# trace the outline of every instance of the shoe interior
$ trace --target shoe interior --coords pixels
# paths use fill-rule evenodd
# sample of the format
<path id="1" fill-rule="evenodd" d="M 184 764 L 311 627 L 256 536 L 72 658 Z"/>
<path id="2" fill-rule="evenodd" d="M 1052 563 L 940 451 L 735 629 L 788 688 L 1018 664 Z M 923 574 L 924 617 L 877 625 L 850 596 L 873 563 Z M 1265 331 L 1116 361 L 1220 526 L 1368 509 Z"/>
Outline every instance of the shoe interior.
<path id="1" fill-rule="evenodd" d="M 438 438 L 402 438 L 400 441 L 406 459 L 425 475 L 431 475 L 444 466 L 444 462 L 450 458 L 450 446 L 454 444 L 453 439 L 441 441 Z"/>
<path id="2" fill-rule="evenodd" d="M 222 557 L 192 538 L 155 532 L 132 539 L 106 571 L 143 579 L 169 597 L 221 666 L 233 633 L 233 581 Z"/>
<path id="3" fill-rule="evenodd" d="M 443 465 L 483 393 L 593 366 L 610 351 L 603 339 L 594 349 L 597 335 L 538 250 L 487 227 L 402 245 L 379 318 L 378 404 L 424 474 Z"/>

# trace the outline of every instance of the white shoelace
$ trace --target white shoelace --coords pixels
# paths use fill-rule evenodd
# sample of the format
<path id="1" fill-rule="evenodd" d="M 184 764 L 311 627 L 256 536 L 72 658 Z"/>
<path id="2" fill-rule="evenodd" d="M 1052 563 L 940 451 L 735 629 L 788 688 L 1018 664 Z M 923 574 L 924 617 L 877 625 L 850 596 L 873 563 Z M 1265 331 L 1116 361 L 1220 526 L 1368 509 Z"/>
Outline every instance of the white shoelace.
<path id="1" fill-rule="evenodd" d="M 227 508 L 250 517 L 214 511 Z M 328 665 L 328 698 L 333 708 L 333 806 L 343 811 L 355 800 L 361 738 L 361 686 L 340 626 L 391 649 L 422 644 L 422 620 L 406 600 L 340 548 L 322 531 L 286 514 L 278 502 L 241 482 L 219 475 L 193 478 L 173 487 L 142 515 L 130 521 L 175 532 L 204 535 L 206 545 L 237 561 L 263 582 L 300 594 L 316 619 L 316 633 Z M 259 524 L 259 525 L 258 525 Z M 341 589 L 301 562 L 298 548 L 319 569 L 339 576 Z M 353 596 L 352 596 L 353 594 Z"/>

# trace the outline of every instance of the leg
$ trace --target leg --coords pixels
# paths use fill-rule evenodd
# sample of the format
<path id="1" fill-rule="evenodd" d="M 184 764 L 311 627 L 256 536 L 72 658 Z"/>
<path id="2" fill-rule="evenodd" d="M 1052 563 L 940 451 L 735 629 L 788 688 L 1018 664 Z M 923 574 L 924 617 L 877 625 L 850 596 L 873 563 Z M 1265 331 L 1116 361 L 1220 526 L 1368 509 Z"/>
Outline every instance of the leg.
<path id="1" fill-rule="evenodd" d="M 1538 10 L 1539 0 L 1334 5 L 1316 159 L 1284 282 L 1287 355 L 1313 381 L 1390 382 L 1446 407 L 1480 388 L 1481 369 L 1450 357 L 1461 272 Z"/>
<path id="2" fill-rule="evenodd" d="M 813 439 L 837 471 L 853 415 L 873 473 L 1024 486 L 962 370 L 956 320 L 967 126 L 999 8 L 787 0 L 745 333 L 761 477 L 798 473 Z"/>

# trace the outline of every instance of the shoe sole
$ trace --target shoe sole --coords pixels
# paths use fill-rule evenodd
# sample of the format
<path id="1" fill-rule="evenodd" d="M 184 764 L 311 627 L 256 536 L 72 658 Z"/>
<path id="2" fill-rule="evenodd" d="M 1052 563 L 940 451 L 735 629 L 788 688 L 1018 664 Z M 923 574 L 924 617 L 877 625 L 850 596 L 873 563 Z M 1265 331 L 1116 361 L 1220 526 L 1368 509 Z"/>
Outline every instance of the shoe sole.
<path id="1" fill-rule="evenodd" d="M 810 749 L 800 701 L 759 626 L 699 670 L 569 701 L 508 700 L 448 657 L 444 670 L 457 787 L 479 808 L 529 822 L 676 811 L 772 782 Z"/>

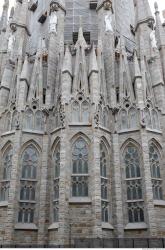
..............................
◆ Task requirements
In the records shown above, how many lines include the word "trace"? Answer with the number only.

◆ Solved problem
8